=== Data extracted from a collection ===
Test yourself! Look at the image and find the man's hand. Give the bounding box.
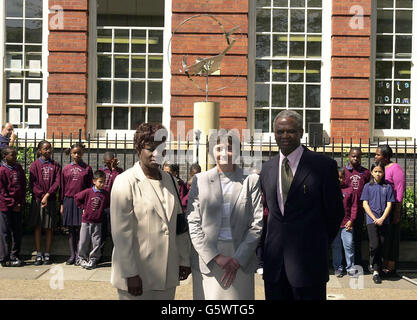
[127,275,143,296]
[9,131,17,146]
[179,266,191,281]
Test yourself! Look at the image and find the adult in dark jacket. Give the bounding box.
[259,110,344,300]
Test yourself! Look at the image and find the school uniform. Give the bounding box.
[28,158,61,229]
[75,187,109,264]
[0,162,26,263]
[61,161,93,262]
[360,182,395,272]
[100,167,123,251]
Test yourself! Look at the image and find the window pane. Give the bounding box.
[290,10,305,32]
[396,11,412,33]
[6,0,23,17]
[257,0,271,6]
[394,81,410,104]
[255,84,270,107]
[97,108,112,129]
[149,30,163,53]
[256,9,271,32]
[375,106,391,129]
[289,35,305,57]
[375,81,392,104]
[131,81,145,104]
[395,35,412,59]
[5,45,23,69]
[273,34,288,56]
[25,45,42,71]
[376,61,392,79]
[272,85,286,108]
[275,0,288,6]
[97,81,111,103]
[257,35,270,57]
[393,106,410,129]
[132,30,146,53]
[131,56,146,78]
[288,84,303,108]
[131,108,146,130]
[396,0,413,8]
[394,61,411,79]
[308,0,322,7]
[26,0,43,18]
[25,106,42,128]
[307,10,321,33]
[307,36,321,57]
[256,60,270,82]
[25,80,42,103]
[289,60,304,82]
[6,106,23,126]
[290,0,305,7]
[377,10,393,33]
[272,60,287,82]
[114,56,129,78]
[98,55,112,78]
[114,81,129,103]
[306,110,320,133]
[25,20,42,43]
[377,0,393,8]
[114,107,129,129]
[114,30,129,53]
[148,56,163,78]
[97,29,112,52]
[306,61,321,82]
[148,82,162,104]
[148,108,163,123]
[273,9,288,32]
[255,109,270,132]
[6,19,23,43]
[6,80,23,103]
[376,35,393,58]
[306,85,320,108]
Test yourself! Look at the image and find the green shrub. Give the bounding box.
[401,187,417,240]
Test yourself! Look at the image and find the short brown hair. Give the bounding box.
[134,123,167,154]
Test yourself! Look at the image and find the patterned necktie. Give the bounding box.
[281,157,293,205]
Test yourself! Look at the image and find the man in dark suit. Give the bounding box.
[259,110,344,300]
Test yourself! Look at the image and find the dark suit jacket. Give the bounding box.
[259,146,344,288]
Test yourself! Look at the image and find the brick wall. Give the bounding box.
[170,0,249,138]
[331,0,372,142]
[47,0,89,138]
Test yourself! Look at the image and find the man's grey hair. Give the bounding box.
[273,110,303,132]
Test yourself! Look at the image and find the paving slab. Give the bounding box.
[88,268,111,282]
[0,265,50,280]
[36,263,97,281]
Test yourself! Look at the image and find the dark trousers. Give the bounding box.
[264,264,326,301]
[384,216,400,263]
[353,210,364,265]
[68,226,81,260]
[367,223,388,272]
[0,211,22,262]
[100,208,111,255]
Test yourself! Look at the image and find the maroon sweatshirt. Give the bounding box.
[340,186,358,228]
[61,162,93,201]
[75,187,109,223]
[0,163,26,212]
[29,158,61,202]
[102,167,124,195]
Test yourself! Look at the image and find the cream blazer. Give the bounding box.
[110,162,191,292]
[187,166,263,274]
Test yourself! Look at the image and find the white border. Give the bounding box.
[0,0,5,127]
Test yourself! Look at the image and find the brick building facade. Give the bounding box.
[1,0,415,143]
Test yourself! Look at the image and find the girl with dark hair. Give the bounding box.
[28,140,61,265]
[375,145,406,277]
[60,143,93,265]
[361,163,395,284]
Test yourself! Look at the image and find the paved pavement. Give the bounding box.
[0,257,416,300]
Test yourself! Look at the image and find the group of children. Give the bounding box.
[0,141,123,269]
[333,147,396,284]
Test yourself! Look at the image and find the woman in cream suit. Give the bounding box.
[187,130,264,300]
[110,123,191,300]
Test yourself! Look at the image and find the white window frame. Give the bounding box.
[88,0,171,140]
[248,0,331,143]
[0,0,49,139]
[371,1,416,139]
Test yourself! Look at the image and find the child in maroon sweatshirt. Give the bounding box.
[75,170,109,269]
[0,147,26,267]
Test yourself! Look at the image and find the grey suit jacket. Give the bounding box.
[186,166,263,274]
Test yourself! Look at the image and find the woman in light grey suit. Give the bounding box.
[110,123,191,300]
[187,130,263,300]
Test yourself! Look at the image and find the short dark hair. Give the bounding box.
[377,144,393,161]
[1,146,15,159]
[64,142,86,156]
[93,170,106,180]
[134,123,167,155]
[190,163,201,174]
[208,129,240,163]
[36,140,51,158]
[349,147,362,155]
[103,151,115,160]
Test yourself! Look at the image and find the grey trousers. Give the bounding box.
[77,222,102,263]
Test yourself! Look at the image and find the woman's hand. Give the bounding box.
[41,194,49,208]
[179,266,191,281]
[127,275,143,296]
[214,255,240,287]
[60,205,63,215]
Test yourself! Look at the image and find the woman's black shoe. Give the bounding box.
[66,257,75,265]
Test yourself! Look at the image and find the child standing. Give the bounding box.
[28,140,61,265]
[331,169,358,277]
[60,143,93,265]
[360,163,395,284]
[75,170,109,269]
[0,147,26,267]
[100,152,123,257]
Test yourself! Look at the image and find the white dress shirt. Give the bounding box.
[277,145,304,215]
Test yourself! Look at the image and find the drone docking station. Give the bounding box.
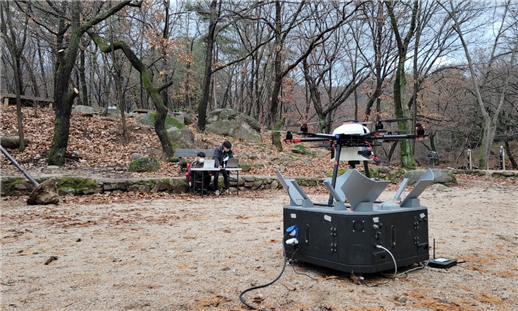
[279,169,434,274]
[280,120,434,274]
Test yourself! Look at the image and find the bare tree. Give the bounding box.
[358,1,397,121]
[197,0,219,132]
[265,1,364,150]
[1,2,28,151]
[301,20,370,133]
[385,0,419,169]
[16,1,142,165]
[444,0,518,169]
[89,29,176,160]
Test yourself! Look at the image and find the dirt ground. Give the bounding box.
[1,176,517,311]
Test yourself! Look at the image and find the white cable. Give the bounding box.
[376,244,397,278]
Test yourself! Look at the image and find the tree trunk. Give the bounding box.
[1,1,27,151]
[37,41,50,98]
[504,140,517,169]
[15,54,25,152]
[197,0,218,132]
[48,3,82,165]
[90,33,176,160]
[393,57,414,169]
[79,39,89,106]
[386,0,418,169]
[23,55,40,99]
[44,1,134,165]
[269,1,284,151]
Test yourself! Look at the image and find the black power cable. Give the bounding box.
[239,233,290,310]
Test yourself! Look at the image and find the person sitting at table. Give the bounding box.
[188,152,212,194]
[212,140,233,195]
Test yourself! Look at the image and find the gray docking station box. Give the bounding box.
[278,169,434,274]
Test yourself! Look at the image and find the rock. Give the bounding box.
[205,108,262,143]
[136,112,184,130]
[429,183,449,191]
[131,153,144,160]
[251,179,263,190]
[44,255,59,265]
[491,171,518,178]
[127,123,153,134]
[167,111,184,124]
[127,157,160,172]
[27,179,59,205]
[183,113,196,125]
[58,187,76,196]
[136,113,155,127]
[378,166,391,173]
[167,127,196,149]
[73,105,101,114]
[397,296,408,303]
[404,169,457,187]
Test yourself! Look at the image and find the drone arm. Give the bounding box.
[284,137,334,143]
[379,134,428,141]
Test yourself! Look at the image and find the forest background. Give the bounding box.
[1,0,517,171]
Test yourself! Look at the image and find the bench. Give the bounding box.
[176,148,215,169]
[1,93,53,107]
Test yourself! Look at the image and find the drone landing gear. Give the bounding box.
[347,161,371,178]
[327,144,372,206]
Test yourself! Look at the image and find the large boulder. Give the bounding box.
[168,111,184,124]
[27,179,59,205]
[73,105,101,114]
[167,127,196,149]
[404,169,457,187]
[206,108,262,143]
[127,157,160,172]
[137,112,184,130]
[183,112,196,125]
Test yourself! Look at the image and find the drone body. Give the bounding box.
[283,119,428,191]
[332,122,370,136]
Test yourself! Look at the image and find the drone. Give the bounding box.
[283,120,427,192]
[274,119,434,278]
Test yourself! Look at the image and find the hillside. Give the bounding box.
[1,106,336,179]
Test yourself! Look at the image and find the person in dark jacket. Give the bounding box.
[188,152,212,194]
[212,140,233,195]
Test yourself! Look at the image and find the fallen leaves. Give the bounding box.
[279,281,296,291]
[195,294,232,308]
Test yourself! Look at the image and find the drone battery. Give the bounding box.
[283,206,429,274]
[428,258,457,269]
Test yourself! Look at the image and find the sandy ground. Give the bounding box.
[1,178,517,311]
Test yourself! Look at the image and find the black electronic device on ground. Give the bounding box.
[428,258,458,269]
[428,239,457,269]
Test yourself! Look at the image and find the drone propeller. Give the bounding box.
[284,121,319,127]
[376,117,416,123]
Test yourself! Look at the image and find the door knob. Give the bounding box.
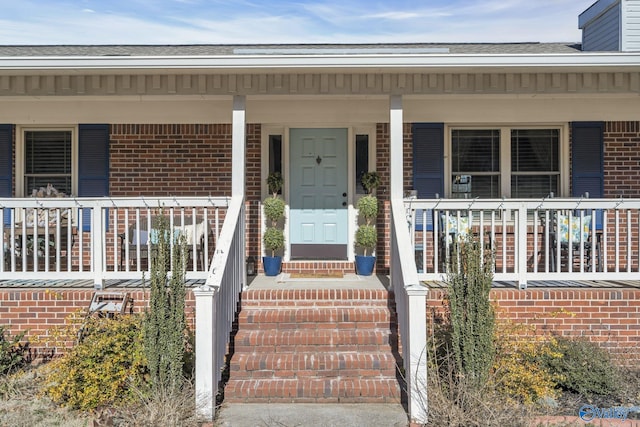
[342,202,347,206]
[342,193,347,197]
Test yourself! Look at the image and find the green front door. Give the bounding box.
[289,128,348,259]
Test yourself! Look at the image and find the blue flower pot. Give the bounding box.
[355,255,376,276]
[262,256,282,276]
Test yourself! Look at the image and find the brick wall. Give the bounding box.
[604,121,640,198]
[427,288,640,362]
[109,124,234,197]
[0,288,196,356]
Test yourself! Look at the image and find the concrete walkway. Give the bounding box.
[215,403,409,427]
[214,273,410,427]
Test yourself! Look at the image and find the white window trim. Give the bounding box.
[16,125,78,197]
[444,124,569,198]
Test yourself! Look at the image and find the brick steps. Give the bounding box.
[229,353,397,379]
[223,378,401,403]
[235,329,391,348]
[280,261,355,275]
[237,307,392,328]
[223,286,402,404]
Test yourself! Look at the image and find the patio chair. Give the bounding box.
[439,212,471,270]
[549,212,601,272]
[120,216,207,270]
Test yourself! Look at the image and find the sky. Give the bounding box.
[0,0,597,46]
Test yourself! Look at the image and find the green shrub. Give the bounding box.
[355,224,377,256]
[356,195,378,224]
[538,336,621,397]
[143,213,189,392]
[266,171,283,196]
[43,315,147,410]
[263,227,285,257]
[263,196,285,224]
[447,237,495,389]
[360,171,380,195]
[0,326,29,376]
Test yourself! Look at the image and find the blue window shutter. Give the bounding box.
[78,124,110,232]
[0,125,13,226]
[571,121,604,228]
[412,123,444,231]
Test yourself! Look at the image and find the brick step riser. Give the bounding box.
[241,301,392,308]
[223,378,401,403]
[230,353,398,372]
[234,330,391,346]
[279,262,355,275]
[238,308,393,324]
[242,289,394,303]
[234,345,394,355]
[229,369,398,380]
[235,322,394,331]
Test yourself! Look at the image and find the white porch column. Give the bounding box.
[389,95,404,199]
[406,283,429,424]
[194,285,218,421]
[232,95,246,198]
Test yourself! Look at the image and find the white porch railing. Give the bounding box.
[194,196,245,420]
[405,197,640,288]
[1,197,230,285]
[390,199,428,424]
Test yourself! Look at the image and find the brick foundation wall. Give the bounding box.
[427,288,640,362]
[0,288,196,356]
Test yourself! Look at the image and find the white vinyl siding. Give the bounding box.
[624,0,640,51]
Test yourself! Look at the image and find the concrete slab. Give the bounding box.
[215,403,409,427]
[246,273,390,290]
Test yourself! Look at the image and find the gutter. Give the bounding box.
[0,53,640,73]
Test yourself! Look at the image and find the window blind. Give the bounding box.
[24,130,72,196]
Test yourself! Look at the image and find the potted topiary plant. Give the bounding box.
[355,171,380,275]
[262,172,285,276]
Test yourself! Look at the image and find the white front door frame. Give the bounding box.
[261,123,376,262]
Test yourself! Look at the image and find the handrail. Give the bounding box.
[390,198,428,424]
[194,196,245,420]
[204,195,244,290]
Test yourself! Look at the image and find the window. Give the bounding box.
[451,129,500,198]
[268,134,282,194]
[24,130,72,196]
[355,134,369,194]
[450,127,560,198]
[511,129,559,198]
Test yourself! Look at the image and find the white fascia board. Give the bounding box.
[1,53,640,73]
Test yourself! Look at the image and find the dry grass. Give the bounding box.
[115,382,202,427]
[1,366,208,427]
[0,368,91,427]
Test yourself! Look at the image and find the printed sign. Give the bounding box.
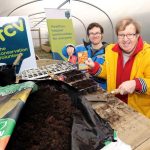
[0,16,37,73]
[78,51,88,70]
[45,8,76,60]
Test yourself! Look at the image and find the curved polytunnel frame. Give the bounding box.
[7,0,115,42]
[7,0,43,16]
[72,0,115,42]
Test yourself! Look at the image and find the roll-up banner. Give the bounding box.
[0,16,37,73]
[45,8,76,60]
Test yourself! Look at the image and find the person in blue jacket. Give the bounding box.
[62,22,108,90]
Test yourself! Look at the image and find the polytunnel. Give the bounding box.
[0,1,150,150]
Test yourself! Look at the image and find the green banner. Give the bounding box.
[47,19,76,60]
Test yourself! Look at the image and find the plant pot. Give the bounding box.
[0,65,16,86]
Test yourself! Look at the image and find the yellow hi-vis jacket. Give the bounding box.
[98,42,150,118]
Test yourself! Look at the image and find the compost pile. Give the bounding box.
[6,80,115,150]
[6,82,78,150]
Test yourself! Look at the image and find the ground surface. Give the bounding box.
[35,49,52,59]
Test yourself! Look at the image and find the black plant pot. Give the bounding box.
[0,65,16,86]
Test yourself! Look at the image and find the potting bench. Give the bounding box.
[85,91,150,150]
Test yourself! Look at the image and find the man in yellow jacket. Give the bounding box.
[85,17,150,118]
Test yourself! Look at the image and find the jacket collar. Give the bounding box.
[87,41,108,50]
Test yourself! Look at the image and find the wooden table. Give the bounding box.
[84,90,150,150]
[35,59,150,149]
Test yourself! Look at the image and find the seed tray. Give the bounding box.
[20,61,77,80]
[59,70,86,83]
[20,68,49,80]
[71,79,98,95]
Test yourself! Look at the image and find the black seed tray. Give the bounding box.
[60,70,85,83]
[71,79,98,95]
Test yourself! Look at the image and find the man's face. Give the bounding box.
[88,27,102,45]
[117,24,139,54]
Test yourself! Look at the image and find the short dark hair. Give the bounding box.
[115,17,141,35]
[87,22,104,35]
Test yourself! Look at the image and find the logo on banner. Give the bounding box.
[0,17,31,64]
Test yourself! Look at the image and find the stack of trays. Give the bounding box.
[71,79,98,95]
[57,70,98,95]
[20,62,77,80]
[58,70,86,83]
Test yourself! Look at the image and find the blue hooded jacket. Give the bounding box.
[62,42,108,90]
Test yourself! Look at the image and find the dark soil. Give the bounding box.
[6,82,80,150]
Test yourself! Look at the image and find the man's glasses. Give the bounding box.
[89,32,101,36]
[118,33,136,39]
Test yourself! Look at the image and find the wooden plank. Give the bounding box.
[134,138,150,150]
[85,91,150,149]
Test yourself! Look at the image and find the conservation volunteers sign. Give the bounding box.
[0,16,37,73]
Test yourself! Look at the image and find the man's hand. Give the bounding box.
[85,58,95,69]
[67,46,75,57]
[117,80,136,95]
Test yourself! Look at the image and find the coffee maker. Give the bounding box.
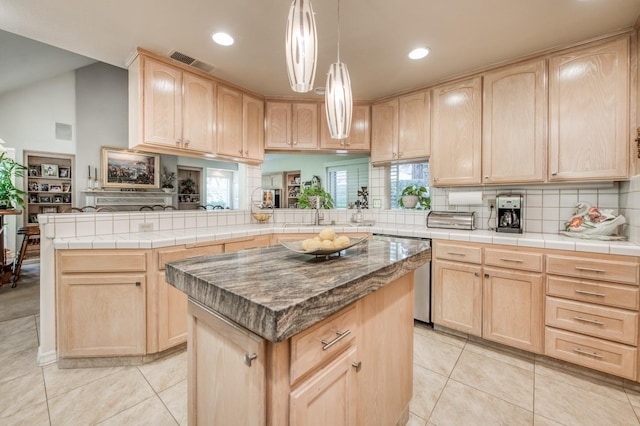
[496,194,524,233]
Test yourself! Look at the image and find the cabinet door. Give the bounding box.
[398,91,430,160]
[432,260,482,336]
[265,102,292,148]
[320,104,371,151]
[483,267,544,353]
[58,274,146,357]
[483,60,546,183]
[188,301,265,426]
[182,73,215,153]
[143,59,183,147]
[289,347,358,426]
[431,77,482,186]
[225,235,271,253]
[370,99,398,164]
[549,37,629,180]
[243,93,265,161]
[292,103,319,149]
[158,273,188,351]
[216,85,244,157]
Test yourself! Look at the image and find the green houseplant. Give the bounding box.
[398,185,430,210]
[297,184,334,209]
[0,152,27,209]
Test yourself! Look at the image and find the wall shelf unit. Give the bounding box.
[285,171,301,208]
[177,166,202,210]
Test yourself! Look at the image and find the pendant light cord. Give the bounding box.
[336,0,341,62]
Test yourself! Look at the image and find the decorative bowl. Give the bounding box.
[280,236,368,256]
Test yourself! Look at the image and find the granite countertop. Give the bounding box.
[165,238,431,342]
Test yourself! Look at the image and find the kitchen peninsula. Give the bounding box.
[165,238,431,425]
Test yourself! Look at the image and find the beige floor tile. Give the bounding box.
[97,395,177,426]
[464,340,535,372]
[138,351,187,393]
[413,332,463,376]
[410,364,448,420]
[626,388,640,409]
[0,327,38,358]
[159,380,187,426]
[535,361,627,403]
[407,412,427,426]
[43,363,126,399]
[414,325,467,349]
[0,346,40,385]
[0,400,49,426]
[0,370,47,419]
[451,350,534,410]
[0,316,36,339]
[48,367,155,425]
[430,379,533,426]
[534,372,639,426]
[533,415,565,426]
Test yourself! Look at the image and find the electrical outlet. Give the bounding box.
[487,198,496,210]
[139,223,154,232]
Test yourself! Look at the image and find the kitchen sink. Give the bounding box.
[282,222,356,228]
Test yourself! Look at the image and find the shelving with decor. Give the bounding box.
[177,166,201,210]
[23,151,75,225]
[284,171,301,208]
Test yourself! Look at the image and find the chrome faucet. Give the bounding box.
[310,196,323,225]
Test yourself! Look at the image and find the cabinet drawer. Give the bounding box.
[546,254,638,285]
[545,327,637,380]
[290,304,357,385]
[547,276,639,310]
[435,242,482,264]
[485,248,543,272]
[58,250,147,273]
[545,297,638,345]
[157,244,223,270]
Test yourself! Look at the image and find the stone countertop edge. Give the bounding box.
[165,239,431,342]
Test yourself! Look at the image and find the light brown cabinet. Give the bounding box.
[431,77,482,186]
[320,103,371,151]
[265,101,319,150]
[216,86,265,162]
[141,57,215,153]
[370,91,429,164]
[548,36,630,181]
[482,60,547,184]
[243,93,265,162]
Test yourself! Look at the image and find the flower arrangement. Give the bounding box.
[160,167,176,190]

=== TASK INSTRUCTIONS ===
The answer must be the lines from the one containing "Test yourself! Look at the image and find the stone" through the last line of the records, copied exactly, with nothing else.

=== WRITTEN SOLUTION ===
Test yourself! Look at the image and find the stone countertop edge. Give the bounding box.
[165,239,431,342]
Test yourself! Look at the image and find the light brown cabinet. Give the bounding box.
[431,77,482,186]
[320,103,371,151]
[265,101,319,150]
[216,86,265,162]
[141,57,215,153]
[370,91,429,164]
[548,36,630,181]
[482,60,547,184]
[243,93,265,162]
Test yourself! Look at the image and find the flower arrangement. Give the bounding box.
[160,167,176,190]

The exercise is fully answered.